▶ [WHAT YOU NEED TO DO]
From the data below, keep only the lines that contain the string "woman", treating uppercase and lowercase letters as different.

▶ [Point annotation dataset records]
==========

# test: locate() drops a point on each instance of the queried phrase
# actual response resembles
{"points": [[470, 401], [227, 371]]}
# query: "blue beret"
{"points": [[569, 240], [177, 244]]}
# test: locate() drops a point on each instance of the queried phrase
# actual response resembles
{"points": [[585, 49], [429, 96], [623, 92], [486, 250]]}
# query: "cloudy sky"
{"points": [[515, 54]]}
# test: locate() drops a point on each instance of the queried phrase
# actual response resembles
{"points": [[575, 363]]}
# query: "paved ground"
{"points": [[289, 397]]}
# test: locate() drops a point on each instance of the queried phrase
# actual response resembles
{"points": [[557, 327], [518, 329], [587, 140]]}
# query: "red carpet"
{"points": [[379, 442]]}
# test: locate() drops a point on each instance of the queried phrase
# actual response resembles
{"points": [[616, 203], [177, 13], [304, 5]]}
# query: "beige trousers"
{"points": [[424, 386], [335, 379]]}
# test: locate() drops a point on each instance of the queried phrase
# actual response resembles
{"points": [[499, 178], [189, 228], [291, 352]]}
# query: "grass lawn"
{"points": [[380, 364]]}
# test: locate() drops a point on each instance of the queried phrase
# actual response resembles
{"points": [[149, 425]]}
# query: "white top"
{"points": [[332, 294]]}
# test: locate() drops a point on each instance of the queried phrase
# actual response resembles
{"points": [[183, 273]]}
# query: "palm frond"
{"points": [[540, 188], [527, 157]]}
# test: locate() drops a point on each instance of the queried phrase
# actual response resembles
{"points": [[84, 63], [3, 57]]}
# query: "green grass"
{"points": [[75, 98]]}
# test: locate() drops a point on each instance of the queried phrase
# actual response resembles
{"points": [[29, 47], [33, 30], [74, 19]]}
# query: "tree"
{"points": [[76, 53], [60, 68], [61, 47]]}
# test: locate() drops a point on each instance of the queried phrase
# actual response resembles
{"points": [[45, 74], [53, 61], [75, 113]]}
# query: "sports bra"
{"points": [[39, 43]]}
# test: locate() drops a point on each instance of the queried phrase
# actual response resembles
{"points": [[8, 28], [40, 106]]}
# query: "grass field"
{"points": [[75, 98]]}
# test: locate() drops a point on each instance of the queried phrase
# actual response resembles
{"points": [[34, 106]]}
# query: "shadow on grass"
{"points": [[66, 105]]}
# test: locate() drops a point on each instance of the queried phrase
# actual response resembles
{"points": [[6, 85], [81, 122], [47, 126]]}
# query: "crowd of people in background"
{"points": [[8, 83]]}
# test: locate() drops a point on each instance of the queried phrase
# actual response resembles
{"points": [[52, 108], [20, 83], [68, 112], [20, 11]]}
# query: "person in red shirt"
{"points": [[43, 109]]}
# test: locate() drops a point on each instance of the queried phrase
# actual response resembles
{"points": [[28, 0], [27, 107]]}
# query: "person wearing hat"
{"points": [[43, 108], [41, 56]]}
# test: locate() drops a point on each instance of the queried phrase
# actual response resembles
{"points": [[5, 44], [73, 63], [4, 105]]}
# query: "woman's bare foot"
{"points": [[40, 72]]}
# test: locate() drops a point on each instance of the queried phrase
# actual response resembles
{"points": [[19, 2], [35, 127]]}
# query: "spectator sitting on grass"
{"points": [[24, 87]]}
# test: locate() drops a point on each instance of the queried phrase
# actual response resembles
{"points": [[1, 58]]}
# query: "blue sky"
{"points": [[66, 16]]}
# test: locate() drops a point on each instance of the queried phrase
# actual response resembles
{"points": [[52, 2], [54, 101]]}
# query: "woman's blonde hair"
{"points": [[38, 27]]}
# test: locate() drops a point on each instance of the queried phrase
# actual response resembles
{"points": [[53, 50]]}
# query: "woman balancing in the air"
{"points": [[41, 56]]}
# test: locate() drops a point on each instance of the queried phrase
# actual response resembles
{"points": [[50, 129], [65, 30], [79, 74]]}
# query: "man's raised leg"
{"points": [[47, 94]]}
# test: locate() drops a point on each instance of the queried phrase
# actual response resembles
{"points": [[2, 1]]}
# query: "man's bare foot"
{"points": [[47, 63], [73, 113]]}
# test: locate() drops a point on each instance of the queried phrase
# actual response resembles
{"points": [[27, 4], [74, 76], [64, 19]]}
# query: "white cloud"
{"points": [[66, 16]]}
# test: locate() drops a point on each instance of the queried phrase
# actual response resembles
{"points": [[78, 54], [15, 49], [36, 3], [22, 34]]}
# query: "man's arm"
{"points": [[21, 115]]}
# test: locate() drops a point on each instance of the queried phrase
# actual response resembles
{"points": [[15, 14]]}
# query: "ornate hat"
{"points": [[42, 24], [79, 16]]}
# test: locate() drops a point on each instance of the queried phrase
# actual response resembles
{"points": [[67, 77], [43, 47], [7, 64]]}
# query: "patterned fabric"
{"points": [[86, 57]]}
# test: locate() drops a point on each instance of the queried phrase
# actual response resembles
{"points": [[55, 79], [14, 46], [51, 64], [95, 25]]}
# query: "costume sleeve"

==========

▶ [FINAL ANSWER]
# query: "woman's bare foot"
# query: "woman's blonde hair"
# query: "woman balancing in the air"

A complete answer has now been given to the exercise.